Update the records below by changing each "detectRegion" to "locateRegion". Reproduce every line with nothing else changed.

[start]

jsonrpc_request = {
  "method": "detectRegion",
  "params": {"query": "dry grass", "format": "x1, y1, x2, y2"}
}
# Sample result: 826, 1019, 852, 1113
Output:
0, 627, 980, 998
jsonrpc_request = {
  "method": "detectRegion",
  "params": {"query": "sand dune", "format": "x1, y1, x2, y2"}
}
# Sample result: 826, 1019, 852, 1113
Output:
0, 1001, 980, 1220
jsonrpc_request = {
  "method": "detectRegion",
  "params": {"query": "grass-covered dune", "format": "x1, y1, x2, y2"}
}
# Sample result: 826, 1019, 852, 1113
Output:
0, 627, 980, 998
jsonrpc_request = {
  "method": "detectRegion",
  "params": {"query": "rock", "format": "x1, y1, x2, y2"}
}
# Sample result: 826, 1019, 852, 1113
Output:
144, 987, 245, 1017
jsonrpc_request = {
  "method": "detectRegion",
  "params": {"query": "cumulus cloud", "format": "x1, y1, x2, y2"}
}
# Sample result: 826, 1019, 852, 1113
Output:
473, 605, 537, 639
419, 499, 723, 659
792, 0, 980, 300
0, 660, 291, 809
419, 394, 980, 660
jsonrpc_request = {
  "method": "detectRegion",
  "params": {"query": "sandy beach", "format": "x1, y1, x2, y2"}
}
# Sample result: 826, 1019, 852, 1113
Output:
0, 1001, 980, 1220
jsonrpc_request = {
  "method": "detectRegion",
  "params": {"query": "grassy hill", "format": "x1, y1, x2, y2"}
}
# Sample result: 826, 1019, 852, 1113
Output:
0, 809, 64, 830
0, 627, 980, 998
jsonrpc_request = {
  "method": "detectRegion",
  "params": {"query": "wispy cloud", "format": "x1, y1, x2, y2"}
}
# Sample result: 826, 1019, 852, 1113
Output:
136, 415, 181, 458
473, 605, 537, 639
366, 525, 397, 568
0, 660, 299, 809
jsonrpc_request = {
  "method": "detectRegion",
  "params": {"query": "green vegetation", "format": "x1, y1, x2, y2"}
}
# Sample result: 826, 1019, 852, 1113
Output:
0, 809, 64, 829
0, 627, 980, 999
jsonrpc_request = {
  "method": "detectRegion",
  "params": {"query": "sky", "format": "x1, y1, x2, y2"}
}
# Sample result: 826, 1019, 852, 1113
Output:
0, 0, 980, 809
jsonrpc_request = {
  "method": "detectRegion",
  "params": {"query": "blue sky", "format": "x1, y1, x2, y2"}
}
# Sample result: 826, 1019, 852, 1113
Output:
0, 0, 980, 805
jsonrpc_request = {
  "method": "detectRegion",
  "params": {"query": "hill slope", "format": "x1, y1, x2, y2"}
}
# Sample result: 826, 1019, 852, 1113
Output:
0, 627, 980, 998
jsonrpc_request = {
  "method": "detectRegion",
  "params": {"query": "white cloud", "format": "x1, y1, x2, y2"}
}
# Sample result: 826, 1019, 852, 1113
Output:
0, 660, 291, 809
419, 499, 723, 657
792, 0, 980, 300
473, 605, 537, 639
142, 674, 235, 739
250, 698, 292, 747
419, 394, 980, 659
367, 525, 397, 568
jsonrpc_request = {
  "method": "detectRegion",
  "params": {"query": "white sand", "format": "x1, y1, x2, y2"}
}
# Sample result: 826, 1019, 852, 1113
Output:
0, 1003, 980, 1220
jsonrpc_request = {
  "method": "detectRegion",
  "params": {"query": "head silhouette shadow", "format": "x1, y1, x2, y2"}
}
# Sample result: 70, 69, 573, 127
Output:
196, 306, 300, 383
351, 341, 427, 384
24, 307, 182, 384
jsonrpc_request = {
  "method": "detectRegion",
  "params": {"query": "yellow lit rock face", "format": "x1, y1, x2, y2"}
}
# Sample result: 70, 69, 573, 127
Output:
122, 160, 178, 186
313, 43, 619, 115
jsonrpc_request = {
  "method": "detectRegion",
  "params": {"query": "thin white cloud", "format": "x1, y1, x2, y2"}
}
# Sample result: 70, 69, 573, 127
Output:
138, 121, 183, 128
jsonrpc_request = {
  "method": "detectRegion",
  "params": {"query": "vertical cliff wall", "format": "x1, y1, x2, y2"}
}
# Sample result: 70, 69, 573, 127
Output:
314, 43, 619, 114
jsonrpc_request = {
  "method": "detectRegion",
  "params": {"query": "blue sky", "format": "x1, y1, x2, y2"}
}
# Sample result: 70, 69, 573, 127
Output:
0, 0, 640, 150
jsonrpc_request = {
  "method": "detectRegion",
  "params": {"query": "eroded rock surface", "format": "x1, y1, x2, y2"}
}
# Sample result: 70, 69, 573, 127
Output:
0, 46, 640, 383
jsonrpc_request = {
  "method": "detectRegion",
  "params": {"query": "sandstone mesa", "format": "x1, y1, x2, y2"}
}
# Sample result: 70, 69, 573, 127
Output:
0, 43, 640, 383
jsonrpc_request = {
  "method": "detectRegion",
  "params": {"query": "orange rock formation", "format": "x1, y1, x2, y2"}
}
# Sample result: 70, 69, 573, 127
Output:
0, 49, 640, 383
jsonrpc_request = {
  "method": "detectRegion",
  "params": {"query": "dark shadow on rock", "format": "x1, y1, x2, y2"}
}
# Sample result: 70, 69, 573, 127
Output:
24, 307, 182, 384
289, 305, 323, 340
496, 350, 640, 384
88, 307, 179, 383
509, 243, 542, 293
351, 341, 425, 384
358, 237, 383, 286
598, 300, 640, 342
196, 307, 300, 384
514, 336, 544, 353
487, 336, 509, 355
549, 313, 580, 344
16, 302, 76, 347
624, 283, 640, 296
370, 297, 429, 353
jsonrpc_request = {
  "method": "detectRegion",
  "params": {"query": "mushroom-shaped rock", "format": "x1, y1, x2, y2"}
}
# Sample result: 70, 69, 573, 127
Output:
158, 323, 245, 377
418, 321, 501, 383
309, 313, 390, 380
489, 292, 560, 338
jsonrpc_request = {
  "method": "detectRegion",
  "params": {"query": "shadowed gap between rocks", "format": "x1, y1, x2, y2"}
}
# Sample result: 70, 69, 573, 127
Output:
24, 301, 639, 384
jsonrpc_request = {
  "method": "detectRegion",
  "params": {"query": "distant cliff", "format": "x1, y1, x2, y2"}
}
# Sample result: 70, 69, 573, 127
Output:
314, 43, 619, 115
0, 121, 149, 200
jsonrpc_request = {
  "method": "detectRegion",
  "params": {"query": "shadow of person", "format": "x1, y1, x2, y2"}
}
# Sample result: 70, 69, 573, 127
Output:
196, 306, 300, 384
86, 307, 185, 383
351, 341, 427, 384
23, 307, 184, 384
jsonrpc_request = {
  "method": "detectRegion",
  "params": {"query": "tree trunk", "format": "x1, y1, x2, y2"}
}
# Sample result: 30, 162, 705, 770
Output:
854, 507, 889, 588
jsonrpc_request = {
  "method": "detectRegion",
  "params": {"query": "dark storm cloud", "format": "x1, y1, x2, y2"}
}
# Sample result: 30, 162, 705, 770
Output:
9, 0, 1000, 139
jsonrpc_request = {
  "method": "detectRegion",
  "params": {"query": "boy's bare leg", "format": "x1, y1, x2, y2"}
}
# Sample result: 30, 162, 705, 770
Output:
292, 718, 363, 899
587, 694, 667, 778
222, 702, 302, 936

[end]

WORKED SOLUTION:
jsonrpc_request = {
  "method": "locateRegion",
  "params": {"query": "dry grass", "format": "x1, y1, x2, y2"}
}
# Sample result: 826, 1019, 852, 1113
Output:
0, 627, 980, 998
jsonrpc_request = {
  "method": "locateRegion",
  "params": {"query": "sand dune", "format": "x1, y1, x2, y2"}
}
# Sample result: 826, 1019, 852, 1113
Output:
0, 1001, 980, 1220
jsonrpc_request = {
  "method": "locateRegion",
  "params": {"query": "grass-covered dune", "format": "x1, y1, x2, y2"}
}
# Sample result: 826, 1019, 852, 1113
Output:
0, 627, 980, 998
jsonrpc_request = {
  "method": "locateRegion",
  "params": {"query": "rock", "format": "x1, y1, x2, y2"}
}
# Sample result: 826, 1019, 852, 1113
Output:
144, 987, 245, 1017
jsonrpc_request = {
  "method": "locateRegion",
  "params": {"query": "cumulus cloud", "format": "x1, y1, x2, y2"}
}
# Sample result: 826, 1019, 852, 1113
Output:
473, 605, 537, 639
419, 499, 723, 659
792, 0, 980, 300
0, 660, 291, 809
419, 394, 980, 660
jsonrpc_request = {
  "method": "locateRegion",
  "params": {"query": "sandy beach", "format": "x1, y1, x2, y2"}
}
# Sample result: 826, 1019, 852, 1113
Output:
0, 1001, 980, 1220
jsonrpc_request = {
  "method": "locateRegion",
  "params": {"query": "grassy hill", "format": "x1, y1, x2, y2"}
}
# Sample result: 826, 1019, 852, 1113
Output:
0, 809, 64, 830
0, 627, 980, 998
jsonrpc_request = {
  "method": "locateRegion",
  "params": {"query": "wispy cloud", "format": "x1, y1, x2, y2"}
}
# Sample result: 826, 1019, 852, 1113
Output:
136, 415, 181, 458
473, 605, 537, 639
366, 525, 397, 568
0, 660, 299, 809
jsonrpc_request = {
  "method": "locateRegion",
  "params": {"query": "green vegetation", "format": "x1, y1, x2, y2"}
}
# Sample result: 826, 1019, 852, 1113
Output:
0, 809, 64, 829
0, 627, 980, 999
jsonrpc_request = {
  "method": "locateRegion",
  "params": {"query": "sky", "format": "x1, y1, x2, y2"}
}
# Sample result: 826, 1019, 852, 1113
Output:
0, 0, 980, 809
jsonrpc_request = {
  "method": "locateRegion",
  "params": {"query": "blue sky", "format": "x1, y1, x2, y2"}
}
# Sample result: 826, 1019, 852, 1113
Output:
0, 0, 980, 805
jsonrpc_request = {
  "method": "locateRegion",
  "params": {"query": "hill slope", "format": "x1, y1, x2, y2"}
}
# Sample result: 826, 1019, 852, 1113
Output:
0, 627, 980, 998
jsonrpc_request = {
  "method": "locateRegion",
  "params": {"query": "white cloud", "format": "x1, y1, x2, y2"}
}
# Sample result: 826, 1019, 852, 1113
Output:
0, 660, 291, 809
419, 499, 723, 657
792, 0, 980, 300
473, 605, 537, 639
142, 674, 235, 739
250, 698, 292, 747
419, 394, 980, 659
367, 525, 397, 568
jsonrpc_request = {
  "method": "locateRegion",
  "params": {"query": "white sand", "format": "x1, y1, x2, y2"}
}
# Sample result: 826, 1019, 852, 1113
Output:
0, 1003, 980, 1220
jsonrpc_request = {
  "method": "locateRegion",
  "params": {"query": "head silhouette shadow", "format": "x1, y1, x2, y2"}
}
# Sample result: 70, 69, 573, 127
Output:
196, 306, 300, 383
351, 341, 427, 384
24, 307, 182, 384
jsonrpc_request = {
  "method": "locateRegion",
  "params": {"query": "yellow lit rock face", "format": "x1, y1, x2, y2"}
}
# Sample result: 70, 69, 573, 127
Output:
122, 160, 178, 186
313, 43, 619, 115
jsonrpc_request = {
  "method": "locateRegion",
  "params": {"query": "thin white cloud", "format": "x1, y1, x2, y2"}
}
# Sample result: 70, 69, 573, 127
Output:
138, 121, 183, 128
jsonrpc_request = {
  "method": "locateRegion",
  "params": {"query": "vertical cliff wall", "format": "x1, y1, x2, y2"}
}
# Sample result: 70, 69, 573, 127
Output:
314, 43, 619, 114
jsonrpc_request = {
  "method": "locateRegion",
  "params": {"query": "blue sky", "format": "x1, y1, x2, y2"}
}
# Sample result: 70, 69, 573, 127
Output:
0, 0, 640, 150
jsonrpc_request = {
  "method": "locateRegion",
  "params": {"query": "eroded rock surface", "format": "x1, y1, x2, y2"}
}
# Sample result: 70, 69, 573, 127
Output:
0, 46, 640, 383
jsonrpc_request = {
  "method": "locateRegion",
  "params": {"query": "sandstone mesa", "format": "x1, y1, x2, y2"}
}
# Sample result: 70, 69, 573, 127
Output:
0, 43, 640, 383
jsonrpc_request = {
  "method": "locateRegion",
  "params": {"query": "orange rock formation", "format": "x1, y1, x2, y2"}
}
# Sample result: 70, 69, 573, 127
Output:
0, 49, 640, 383
jsonrpc_request = {
  "method": "locateRegion",
  "params": {"query": "dark shadow on rock", "format": "x1, y1, x2, y2"}
}
# Sample result: 70, 69, 573, 127
Output:
24, 307, 182, 384
289, 305, 323, 340
496, 350, 640, 384
88, 307, 179, 383
509, 243, 542, 293
351, 341, 425, 384
358, 237, 383, 286
598, 300, 640, 342
196, 307, 300, 384
514, 336, 544, 353
487, 336, 509, 355
549, 313, 580, 344
16, 302, 76, 347
624, 283, 640, 296
370, 297, 429, 353
jsonrpc_request = {
  "method": "locateRegion",
  "params": {"query": "mushroom-shaped rock", "format": "x1, y1, x2, y2"}
}
# Sample result: 70, 69, 573, 127
Output:
158, 323, 245, 377
418, 321, 501, 383
309, 313, 390, 380
489, 292, 560, 338
jsonrpc_request = {
  "method": "locateRegion",
  "params": {"query": "shadowed gap between rocks", "format": "x1, y1, x2, y2"}
}
# Sample result: 70, 69, 573, 127
Output:
24, 301, 639, 384
jsonrpc_request = {
  "method": "locateRegion",
  "params": {"query": "distant cliff", "format": "x1, y1, x2, y2"}
}
# Sample result: 70, 69, 573, 127
Output:
314, 43, 619, 115
0, 121, 149, 200
jsonrpc_request = {
  "method": "locateRegion",
  "params": {"query": "shadow of person", "format": "x1, y1, x2, y2"}
}
# Sample result: 70, 69, 573, 127
Output:
196, 306, 300, 384
86, 307, 185, 383
351, 341, 427, 384
23, 307, 184, 384
jsonrpc_request = {
  "method": "locateRegion",
  "params": {"query": "tree trunk", "format": "x1, y1, x2, y2"}
}
# Sample result: 30, 162, 705, 770
Output:
854, 507, 889, 588
jsonrpc_request = {
  "method": "locateRegion",
  "params": {"query": "dark storm cloud", "format": "x1, y1, x2, y2"}
}
# Sample result: 30, 162, 705, 770
Output:
9, 0, 1000, 139
jsonrpc_request = {
  "method": "locateRegion",
  "params": {"query": "boy's bare leg", "format": "x1, y1, x2, y2"}
}
# Sample result: 30, 162, 705, 770
Output:
292, 718, 363, 899
587, 694, 667, 778
222, 702, 302, 936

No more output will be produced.